
    It is easy to see how this happened by looking back at the history of trying to grapple with the embodied energy versus operating energy issue. For a long time those focused on energy efficiency would dismiss embodied energy concerns as trivial, dwarfed, they would point out, by operating energy over the lifetime of a building. The percentages we heard ranged from roughly 10 to 15 percent of total lifetime energy for buildings. It’s a small number they would say, and I would counter that a huge number (operating energy) made a large number (embodied energy) look small. I would also point out that it’s significance would become more obvious as we created ever more energy efficient buildings, because the embodied energy percentage would increase as the operating energy of these buildings decreased. And, at least as important, because most of the strategies used to reduce operating energy would actually dramatically increase embodied energy – think much more energy- and climate impact-intensive foam insulation (and more insulation overall), higher tech materials, windows, and equipment, and the renewable energy systems used to reach net-zero or net-positive operating energy targets. So, I would ask, when operating energy gets to zero, what percentage of lifetime energy use of a building does embodied energy represent? Not 100% because of repairs, maintenance, refurbishment, etc., but certainly a very high percentage.

    Then, as climate impact finally became the central driving issue, without carefully considering the implications, we just substituted the term “embodied carbon” for “embodied energy.” But the word “embodied” embodies two distinctly different concepts. One is physically embodied carbon, and the other is embodied carbon/climate impact. Though it may seem unimportant to many, this imprecise and inaccurate use of terminology makes communicating the importance of doing both things harder. Something already complex and challenging for many people to grasp is made more difficult.

_TASKS TO CARRY OUT:_
**a.** Repeat the passage on embodied energy word for word, between "Then, as climate" and "made more difficult.", inclusive.
**b.** Extend the passage on embodied energy, picking up after its final sentence.
The lines after the passage on embodied energy are separate material.

_DATA SECTION:_

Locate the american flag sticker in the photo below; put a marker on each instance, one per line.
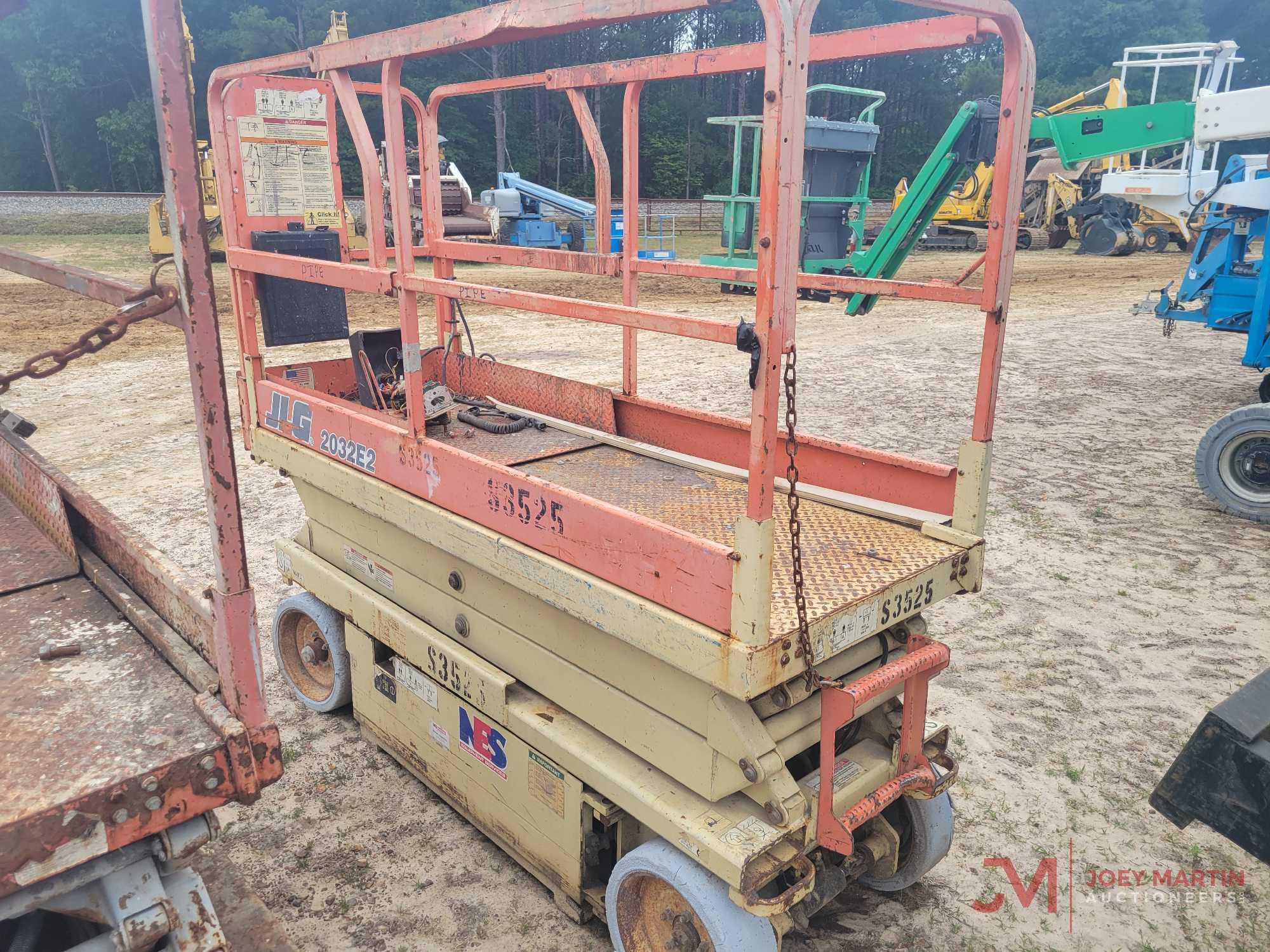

_RESPONSES BY TASK:_
**a.**
Then, as climate impact finally became the central driving issue, without carefully considering the implications, we just substituted the term “embodied carbon” for “embodied energy.” But the word “embodied” embodies two distinctly different concepts. One is physically embodied carbon, and the other is embodied carbon/climate impact. Though it may seem unimportant to many, this imprecise and inaccurate use of terminology makes communicating the importance of doing both things harder. Something already complex and challenging for many people to grasp is made more difficult.

**b.**
    And one other aspect of this entire issue, yet to be fully confronted and sorted out is the time value of our actions to reduce the climate impact. When we do all these great things to reduce operating energy to zero, we essentially bring almost all of the impact to the present. Thinking about conventional buildings, we have the embodied impact from the materials and processes that go into making the building, to which, over time is added the operating energy impact. When we focus on getting to net-zero or net-positive energy for these buildings and increase their climate impact in the process, rather than that smaller initial impact with a slowly growing overall impact playing out over the life of the building, we maximize the immediate climate impact just when we need to be focused on reducing our immediate impacts. This is a dilemma that needs much more careful analysis – where is the sweet spot to maximize our effectiveness in reducing near and longer term climate impact. As we look at that issue, we can see that an important part of the strategy is to properly understand, describe, and encourage the use of high embodied carbon materials in our high performance buildings, along with reducing the use of high climate impact materials, systems and designs.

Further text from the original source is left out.